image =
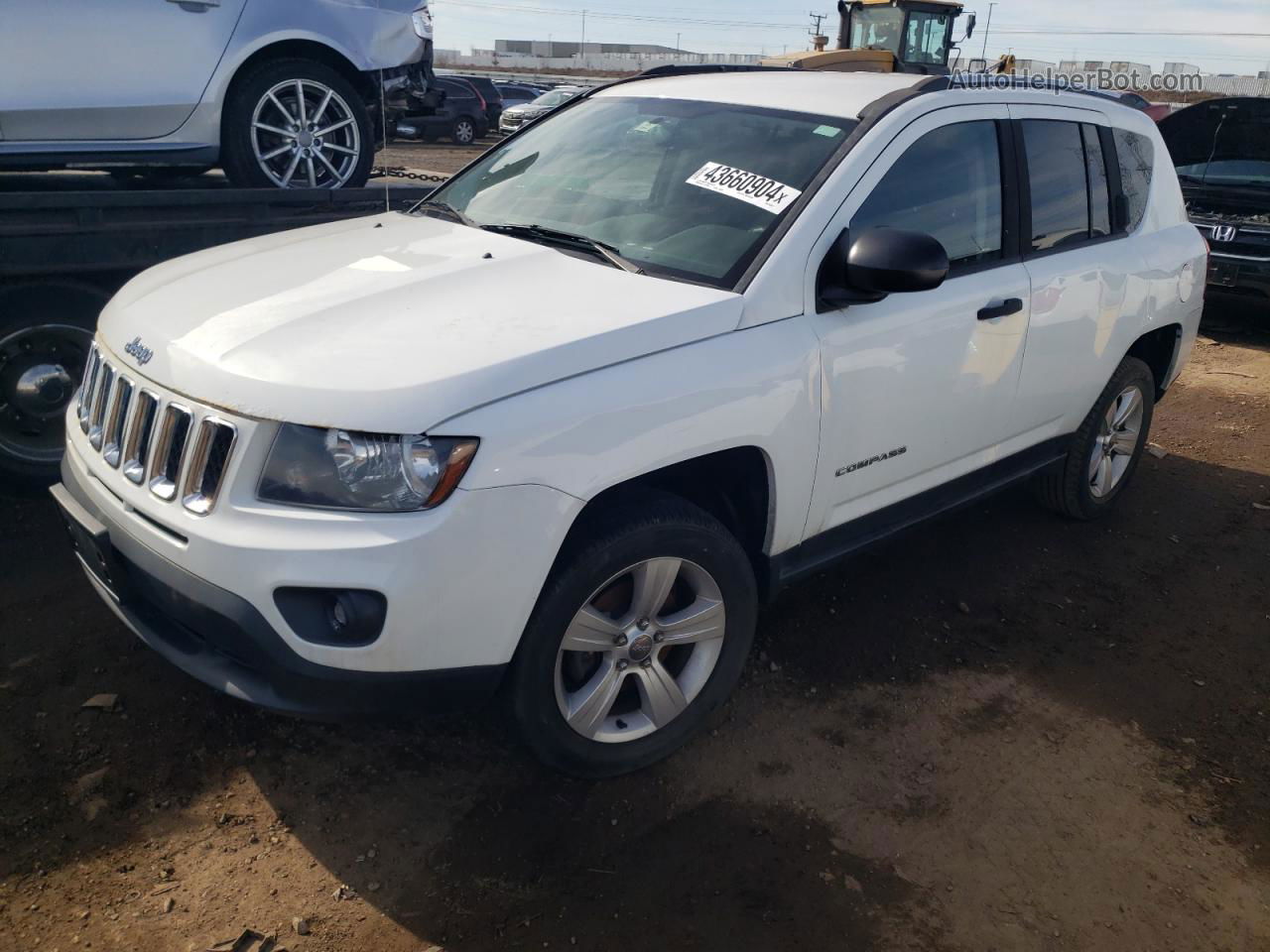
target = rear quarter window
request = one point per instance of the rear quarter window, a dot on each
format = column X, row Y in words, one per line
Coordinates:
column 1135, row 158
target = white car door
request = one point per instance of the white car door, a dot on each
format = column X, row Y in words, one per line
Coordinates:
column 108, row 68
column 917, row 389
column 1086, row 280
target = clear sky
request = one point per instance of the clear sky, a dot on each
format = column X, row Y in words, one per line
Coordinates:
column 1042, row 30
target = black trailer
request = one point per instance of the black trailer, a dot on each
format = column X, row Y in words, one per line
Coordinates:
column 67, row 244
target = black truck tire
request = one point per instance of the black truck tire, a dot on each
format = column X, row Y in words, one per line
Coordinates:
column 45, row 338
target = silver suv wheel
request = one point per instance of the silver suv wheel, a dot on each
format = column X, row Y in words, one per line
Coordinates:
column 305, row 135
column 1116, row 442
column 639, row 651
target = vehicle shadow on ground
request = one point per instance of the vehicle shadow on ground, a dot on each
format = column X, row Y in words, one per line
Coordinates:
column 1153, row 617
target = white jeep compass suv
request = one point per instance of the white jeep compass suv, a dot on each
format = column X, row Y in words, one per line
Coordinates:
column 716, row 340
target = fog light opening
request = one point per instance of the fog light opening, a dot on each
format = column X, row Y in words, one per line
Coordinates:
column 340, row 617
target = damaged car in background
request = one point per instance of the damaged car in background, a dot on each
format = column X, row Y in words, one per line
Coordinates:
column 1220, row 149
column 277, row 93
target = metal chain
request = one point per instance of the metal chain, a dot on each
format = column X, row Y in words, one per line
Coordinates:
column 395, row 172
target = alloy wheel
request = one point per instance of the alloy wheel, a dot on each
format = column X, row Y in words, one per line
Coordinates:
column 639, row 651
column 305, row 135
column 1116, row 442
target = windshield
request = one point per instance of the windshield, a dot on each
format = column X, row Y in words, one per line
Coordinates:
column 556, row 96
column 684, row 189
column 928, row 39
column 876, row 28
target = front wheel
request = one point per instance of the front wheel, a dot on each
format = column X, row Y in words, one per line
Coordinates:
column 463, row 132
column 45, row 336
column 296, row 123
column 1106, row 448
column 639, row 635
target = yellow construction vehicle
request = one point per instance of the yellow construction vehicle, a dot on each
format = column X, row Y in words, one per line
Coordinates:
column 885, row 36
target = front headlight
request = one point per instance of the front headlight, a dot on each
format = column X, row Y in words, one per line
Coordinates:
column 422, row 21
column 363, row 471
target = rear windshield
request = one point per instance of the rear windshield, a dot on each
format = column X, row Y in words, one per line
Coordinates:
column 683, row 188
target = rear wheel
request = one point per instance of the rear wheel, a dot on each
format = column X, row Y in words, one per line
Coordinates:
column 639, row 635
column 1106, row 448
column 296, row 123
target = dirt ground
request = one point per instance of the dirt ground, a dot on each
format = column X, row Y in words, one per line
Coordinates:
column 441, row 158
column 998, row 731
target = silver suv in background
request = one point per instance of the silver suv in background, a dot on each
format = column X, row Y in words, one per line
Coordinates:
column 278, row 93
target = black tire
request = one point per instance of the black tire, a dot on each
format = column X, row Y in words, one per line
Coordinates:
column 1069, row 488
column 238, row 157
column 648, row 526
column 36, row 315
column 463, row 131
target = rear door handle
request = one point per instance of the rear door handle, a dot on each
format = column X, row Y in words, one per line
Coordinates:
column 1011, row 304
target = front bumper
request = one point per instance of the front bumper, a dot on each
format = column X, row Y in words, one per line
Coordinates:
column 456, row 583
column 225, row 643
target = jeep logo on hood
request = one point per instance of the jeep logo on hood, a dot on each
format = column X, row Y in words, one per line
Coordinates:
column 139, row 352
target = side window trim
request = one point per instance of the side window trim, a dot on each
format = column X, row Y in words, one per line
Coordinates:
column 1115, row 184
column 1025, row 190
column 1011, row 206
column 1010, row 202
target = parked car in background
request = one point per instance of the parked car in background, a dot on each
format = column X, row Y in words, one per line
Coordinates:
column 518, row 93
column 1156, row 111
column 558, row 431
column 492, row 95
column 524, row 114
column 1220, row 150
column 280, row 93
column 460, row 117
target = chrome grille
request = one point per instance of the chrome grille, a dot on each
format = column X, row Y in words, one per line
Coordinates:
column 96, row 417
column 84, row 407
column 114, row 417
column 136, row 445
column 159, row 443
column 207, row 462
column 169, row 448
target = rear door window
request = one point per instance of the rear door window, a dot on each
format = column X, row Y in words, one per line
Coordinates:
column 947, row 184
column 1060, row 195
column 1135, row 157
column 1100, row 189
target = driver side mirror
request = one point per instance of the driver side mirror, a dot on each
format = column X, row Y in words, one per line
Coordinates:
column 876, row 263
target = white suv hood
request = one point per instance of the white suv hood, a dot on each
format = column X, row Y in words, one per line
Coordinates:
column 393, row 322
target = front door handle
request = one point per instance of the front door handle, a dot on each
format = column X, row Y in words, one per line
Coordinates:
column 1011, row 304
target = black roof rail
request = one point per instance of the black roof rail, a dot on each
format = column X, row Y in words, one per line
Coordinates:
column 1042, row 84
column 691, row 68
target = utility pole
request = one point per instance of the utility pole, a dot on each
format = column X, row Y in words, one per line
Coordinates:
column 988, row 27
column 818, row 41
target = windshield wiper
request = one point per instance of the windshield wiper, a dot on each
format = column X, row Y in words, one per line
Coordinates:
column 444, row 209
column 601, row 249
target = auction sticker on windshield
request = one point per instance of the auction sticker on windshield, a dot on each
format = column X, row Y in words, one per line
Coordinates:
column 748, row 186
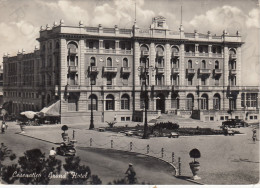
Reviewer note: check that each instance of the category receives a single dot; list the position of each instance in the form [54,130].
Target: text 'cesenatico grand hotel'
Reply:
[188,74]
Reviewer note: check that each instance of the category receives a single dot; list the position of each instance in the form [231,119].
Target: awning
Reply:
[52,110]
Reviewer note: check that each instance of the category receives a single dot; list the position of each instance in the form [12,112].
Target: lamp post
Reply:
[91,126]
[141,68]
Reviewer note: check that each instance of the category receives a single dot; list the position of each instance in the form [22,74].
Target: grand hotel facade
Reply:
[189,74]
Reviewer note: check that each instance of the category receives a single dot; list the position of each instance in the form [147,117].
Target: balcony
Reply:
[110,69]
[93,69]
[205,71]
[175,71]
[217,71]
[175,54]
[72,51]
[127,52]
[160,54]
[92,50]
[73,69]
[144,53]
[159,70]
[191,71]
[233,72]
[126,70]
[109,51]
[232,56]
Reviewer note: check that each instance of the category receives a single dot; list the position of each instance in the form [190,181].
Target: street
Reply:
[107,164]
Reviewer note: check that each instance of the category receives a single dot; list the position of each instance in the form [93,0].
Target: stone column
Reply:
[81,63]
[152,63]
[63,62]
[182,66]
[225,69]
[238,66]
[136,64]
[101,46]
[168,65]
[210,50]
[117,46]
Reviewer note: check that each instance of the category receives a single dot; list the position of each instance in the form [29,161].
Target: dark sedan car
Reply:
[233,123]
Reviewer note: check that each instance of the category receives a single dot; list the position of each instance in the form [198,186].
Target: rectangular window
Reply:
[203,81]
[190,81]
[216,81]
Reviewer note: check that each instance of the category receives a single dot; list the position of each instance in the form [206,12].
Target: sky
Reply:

- - - - - - -

**TASK TO CARRY OUT:**
Write out the material exactly as it stands, omitting every picture.

**TASK SOLUTION:**
image =
target = rear quarter window
request = one point per instance of the rear quarter window, a dot on each
format = column X, row Y in words, one per line
Coordinates:
column 1135, row 158
target = white car door
request = one point per instance of the white car door, a dot on each
format = column X, row Y in words, one per line
Coordinates:
column 108, row 68
column 917, row 389
column 1086, row 280
target = clear sky
request = one point per instance of the clear sky, a dot on each
format = column X, row Y in words, one per line
Coordinates:
column 1042, row 30
target = black trailer
request = one point per instance of the black trailer, a dot on each
format = column X, row Y in words, one per line
Coordinates:
column 67, row 244
target = black truck tire
request = one point per instance of the black truck tire, a dot on each
format = column X, row Y in words, one per line
Coordinates:
column 45, row 338
target = silver suv wheel
request = one point per instance of the silver suv wheel, a dot on each
format = column X, row Y in words, one per line
Coordinates:
column 305, row 135
column 1116, row 442
column 639, row 651
target = vehicle shadow on ground
request = one point per instance of the vehicle shadow on ground, a dot on each
format = column X, row Y in words, one per line
Coordinates:
column 1153, row 617
target = white jeep compass suv
request = one point per instance of the white jeep compass suv, a dot on each
format = column X, row Y in words, one per line
Coordinates:
column 716, row 340
target = fog light opening
request = one point per instance of the fog light opening, a dot on each
format = column X, row Y in words, one per line
Coordinates:
column 340, row 617
target = damaged car in background
request = one point per instance of the damaged car in background, a dot on each
format = column X, row Y in words, one per line
Coordinates:
column 1220, row 149
column 277, row 93
target = metal chain
request = one point per instance of the metal chain, a dot on each
format = column X, row Y in words, one per line
Coordinates:
column 395, row 172
target = alloy wheel
request = one point per instance of the alloy wheel, a dot on each
format = column X, row Y in words, one per line
Coordinates:
column 639, row 651
column 305, row 135
column 1116, row 442
target = windshield
request = one point per instance of the windshield, a dot on each
format = column X, row Y in words, one per line
Coordinates:
column 556, row 96
column 684, row 189
column 928, row 39
column 876, row 28
target = front wheel
request = one point per instance of the front wheel, a dot on each
format = column X, row Y in words, one per line
Coordinates:
column 463, row 132
column 45, row 336
column 296, row 123
column 1106, row 448
column 639, row 635
target = yellow construction vehicle
request = one point per instance of the yellow construction vehicle, a dot on each
format = column X, row Y in words, one per line
Coordinates:
column 885, row 36
target = front headlight
request = one point per instance of the front headlight, a dot on each
format = column X, row Y in words, one per line
Coordinates:
column 422, row 21
column 363, row 471
target = rear windshield
request = one point per instance of the rear windshield, a dot on each
format = column X, row Y in words, one per line
Coordinates:
column 683, row 188
target = rear wheel
request = one point per instance of the rear wheel, a dot on each
format = column X, row Y in words, one per line
Coordinates:
column 639, row 635
column 1106, row 448
column 296, row 123
target = dirt ground
request = one point per instance of the dirt ground, a dot on each
format = column X, row Y in words, one per line
Coordinates:
column 441, row 158
column 998, row 731
target = silver suv in background
request = one point per instance of the silver suv in background, a dot on each
format = column X, row Y in words, one per line
Coordinates:
column 278, row 93
target = black tire
request = one point per instance of the black tire, a dot on each
format = column X, row Y in words, one per line
Coordinates:
column 1069, row 488
column 238, row 157
column 648, row 526
column 36, row 315
column 463, row 131
target = rear door handle
request = one point per instance of the rear door handle, a dot on each
format = column X, row Y in words, one per line
Coordinates:
column 1011, row 304
target = front bumper
request = one point per instance of the front bumper, a dot on each
format = column X, row Y in words, one per line
Coordinates:
column 456, row 583
column 225, row 643
target = jeep logo on hood
request = one point per instance of the jeep logo on hood, a dot on each
format = column X, row Y in words, one per line
Coordinates:
column 139, row 352
target = side window trim
request = one point per instance of the side window trim, a dot on each
format = column X, row Y in words, one per line
Coordinates:
column 1115, row 184
column 1025, row 190
column 1011, row 206
column 1010, row 202
target = parked car in background
request = one point per instance of the parked car in background, a dot on each
format = column X, row Y in words, one per line
Coordinates:
column 518, row 93
column 1156, row 111
column 558, row 431
column 492, row 95
column 524, row 114
column 1220, row 150
column 280, row 93
column 460, row 117
target = chrome grille
request = one point per instance of the chrome grille, a dot on each
format = column X, row Y in words, one per line
Coordinates:
column 96, row 417
column 84, row 407
column 114, row 417
column 136, row 445
column 159, row 443
column 207, row 462
column 169, row 448
target = rear door window
request = one point per instance of the rear door window, a dot on each
format = column X, row Y in words, one per line
Coordinates:
column 947, row 184
column 1060, row 195
column 1135, row 157
column 1100, row 189
target = driver side mirror
request = one point per instance of the driver side mirror, a dot on each
format = column X, row Y in words, one per line
Coordinates:
column 876, row 263
target = white suv hood
request = one point per instance of the white suv hood, a dot on each
format = column X, row Y in words, one per line
Coordinates:
column 393, row 322
target = front door handle
request = one point per instance of the front door handle, a dot on each
format = column X, row Y in words, one per line
Coordinates:
column 1011, row 304
target = black roof rail
request = one point per instance of the black roof rail, a dot on each
format = column X, row Y in words, one per line
Coordinates:
column 1042, row 84
column 691, row 68
target = utility pole
request = one point per instance of the utility pole, a dot on each
format = column X, row Y in words, one per line
Coordinates:
column 988, row 27
column 818, row 41
target = windshield wiper
request = one point per instance of the windshield wiper, a dot on each
format = column X, row Y in words, one per line
Coordinates:
column 444, row 209
column 601, row 249
target = auction sticker on windshield
request = one point per instance of the auction sticker on windshield, a dot on each
format = column X, row Y in words, one per line
Coordinates:
column 748, row 186
Reviewer note: check that each instance of the category receives a single dot; list the position of each instance in the form [54,130].
Target: text 'cesenatico grand hotel'
Reply:
[188,74]
Reviewer note: check that each instance of the category receives a single dot; list the position of each instance in the form [231,119].
Target: awning
Reply:
[52,110]
Reviewer note: check that each instance of the category receives a single dot; list the position of each instance in the form [12,112].
Target: lamp post
Reply:
[91,126]
[141,68]
Reviewer note: check that each instance of the category receives a single dot; list the position of each instance in the form [22,74].
Target: grand hotel facade
Reply:
[189,74]
Reviewer note: check that each instance of the category receives a single dot; list the position of each instance in the form [147,117].
Target: balcony
Reply:
[110,69]
[93,69]
[205,71]
[175,71]
[217,71]
[175,54]
[72,51]
[127,52]
[160,54]
[92,50]
[73,69]
[144,53]
[159,70]
[191,71]
[233,72]
[126,70]
[109,51]
[232,56]
Reviewer note: check that each instance of the category receives a single dot; list the position of each instance in the form [190,181].
Target: street
Reply:
[107,164]
Reviewer note: check that each instance of the category receives a single dot; list the position of each instance in the form [93,0].
Target: stone column
Reply:
[81,63]
[152,63]
[63,62]
[182,66]
[225,69]
[238,66]
[136,64]
[101,46]
[168,65]
[210,50]
[117,46]
Reviewer note: check that each instance of the category receives a single dot; list the position of each instance in the form [29,161].
Target: dark sedan car
Reply:
[233,123]
Reviewer note: check that each instance of the category receives a single dot; list the position of each instance in the form [198,186].
Target: rectangular window
Reply:
[203,81]
[190,81]
[216,81]
Reviewer note: check that each instance of the category receives a single dot; list the position of each instance in the form [206,12].
Target: sky
Reply:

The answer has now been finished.